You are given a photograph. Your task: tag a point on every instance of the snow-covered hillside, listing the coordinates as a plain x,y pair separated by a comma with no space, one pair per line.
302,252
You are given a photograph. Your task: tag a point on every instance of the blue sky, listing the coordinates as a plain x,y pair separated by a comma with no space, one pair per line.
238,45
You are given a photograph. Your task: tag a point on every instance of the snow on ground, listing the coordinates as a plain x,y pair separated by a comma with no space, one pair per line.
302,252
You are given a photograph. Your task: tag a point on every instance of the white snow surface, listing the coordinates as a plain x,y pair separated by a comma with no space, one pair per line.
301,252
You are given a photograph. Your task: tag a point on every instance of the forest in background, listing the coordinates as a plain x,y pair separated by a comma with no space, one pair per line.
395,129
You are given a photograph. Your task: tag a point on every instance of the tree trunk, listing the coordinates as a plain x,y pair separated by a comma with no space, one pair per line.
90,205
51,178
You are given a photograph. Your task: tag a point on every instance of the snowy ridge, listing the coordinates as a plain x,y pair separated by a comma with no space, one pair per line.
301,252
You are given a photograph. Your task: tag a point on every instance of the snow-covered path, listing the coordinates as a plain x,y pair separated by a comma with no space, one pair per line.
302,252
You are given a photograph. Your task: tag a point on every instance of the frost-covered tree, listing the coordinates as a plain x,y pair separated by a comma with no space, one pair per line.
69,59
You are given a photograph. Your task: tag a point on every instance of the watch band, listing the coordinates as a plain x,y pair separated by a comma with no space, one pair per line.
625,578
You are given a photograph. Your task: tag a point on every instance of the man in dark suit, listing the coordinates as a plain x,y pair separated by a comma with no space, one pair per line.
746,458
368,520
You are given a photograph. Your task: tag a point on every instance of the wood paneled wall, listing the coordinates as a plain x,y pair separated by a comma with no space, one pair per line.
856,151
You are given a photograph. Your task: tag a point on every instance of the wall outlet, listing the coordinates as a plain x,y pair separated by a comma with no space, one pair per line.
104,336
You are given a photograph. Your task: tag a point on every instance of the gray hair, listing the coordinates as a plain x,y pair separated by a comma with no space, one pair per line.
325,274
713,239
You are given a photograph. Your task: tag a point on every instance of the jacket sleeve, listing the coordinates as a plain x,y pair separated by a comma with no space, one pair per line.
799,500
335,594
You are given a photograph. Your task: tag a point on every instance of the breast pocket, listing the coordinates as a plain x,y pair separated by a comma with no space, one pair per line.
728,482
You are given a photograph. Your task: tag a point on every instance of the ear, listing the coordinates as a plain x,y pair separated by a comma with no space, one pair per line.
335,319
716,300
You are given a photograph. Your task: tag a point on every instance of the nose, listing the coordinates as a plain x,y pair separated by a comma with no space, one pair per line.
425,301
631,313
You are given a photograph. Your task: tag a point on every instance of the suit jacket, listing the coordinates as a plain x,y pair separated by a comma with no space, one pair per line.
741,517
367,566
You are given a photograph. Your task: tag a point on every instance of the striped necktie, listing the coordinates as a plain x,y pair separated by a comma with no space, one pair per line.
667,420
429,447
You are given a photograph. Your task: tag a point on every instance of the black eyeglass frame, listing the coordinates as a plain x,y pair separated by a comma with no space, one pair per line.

----

**EXERCISE DETAILS:** Copy all of the lines above word for word, without changing anything.

**SOLUTION FOR THIS EXERCISE:**
You are given a photograph. Your task: tag a point on every instance of the snow-covered hillside, listing the coordinates as a plain x,y pair separated by a comma with no space, one pair per line.
302,252
You are given a photograph. Your task: tag a point on every instance of the blue sky, listing the coordinates as a plain x,y pair separated by a comma with no space, one pair per line.
238,45
You are given a photograph. Your task: tag a point on every instance of the snow on ground, listing the coordinates as a plain x,y pair separated by a comma with no space, one pair per line.
302,252
You are given a photograph. Your task: tag a point on every instance of the white snow surface, listing the coordinates as a plain x,y pair separated by a comma with no space, one pair per line.
301,252
You are given a photograph. Your task: tag a point on every instance of the forest in background, listing the coordinates as a plain x,y pair separated by a comma with no space, one pair per line.
395,129
You are given a photograph. Your task: tag a point on every instance of the tree trunk, listing the coordinates as a plain x,y pair separated by a comma with no space, one pair per line.
90,205
51,178
You are given a photograph. Your task: tag a point on every instance of the snowy ridge, listing the coordinates as a plain x,y pair separated by a comma with no space, one pair per line.
301,252
You are given a photograph. Your task: tag a point on every instance of the snow-covered path, listing the coordinates as a plain x,y pair separated by a comma with no space, one pair per line.
302,252
You are given a photograph. Your task: tag a point on every instance of the frost-covered tree, listing the coordinates as a plain x,y pair separated by a comma with no space, one pair per line.
69,59
You are given a photograph. Your task: tag a point on every instance of the watch band, listing the coordinates as a plain x,y pair separated by a comma with no space, one pair per line.
625,578
You are given a photograph. Your task: tag a point on every instance of the man in dark suit, listing the coordinates as a plain x,y pair separated by a comma with no space, one pair per line.
746,458
368,520
You are given a photograph. Your task: tag a point on every instance of the wood paneled wall, listing the coordinates as a plain x,y pair separated by a comma with no space, one pair per line.
856,151
You are given a photograph. Your task: tag a point on every instance of the wall outlet, listing the coordinates as a plain x,y pair separated by a comma with no space, one pair per line.
104,336
You are given a photograph. Your task: tag a point on every instance of the gray hair, listing the coordinates as a plain x,y pair separated by a comma with no space, one pair per line.
325,274
713,239
You are given a photograph. Your task: tag a point on every instance of the jacket sleeve, listing the coordinates as a plain x,y pair separated by a comma with no space, one pair per line.
799,500
335,594
You are given a photograph. Your task: tag a point on every instance of the breast pocket, listing the coordinates as a plain x,y pair separated by a comma with no space, one pair per line.
728,482
You are given a photograph. Your task: tag a point on every instance of the ear, listing the coordinates as a plain x,y pair separated by a comma with no space, one pair per line.
335,319
716,300
You are given a photograph. Your task: tag a point on every instance of the nose, listing the coordinates as a plain x,y pair separated by a comma with no space, one pair per line.
425,301
631,313
You are given a photograph. Your task: tag a point on every instance of the suit jacket, listing the coordinates as a plain x,y pair separated by a comma with no space, one pair per line.
741,517
367,566
You are given a photograph. Your task: tag a point on every instance of the striped necktie, listing the coordinates as a plain x,y pair separated by a comma with no space, one pair per line.
667,420
429,447
You are given a photograph. Your task: tag a point on every instance of the black eyeglass frame, listing the coordinates as a plain x,y pair separated by a comma with no space, one pair per line.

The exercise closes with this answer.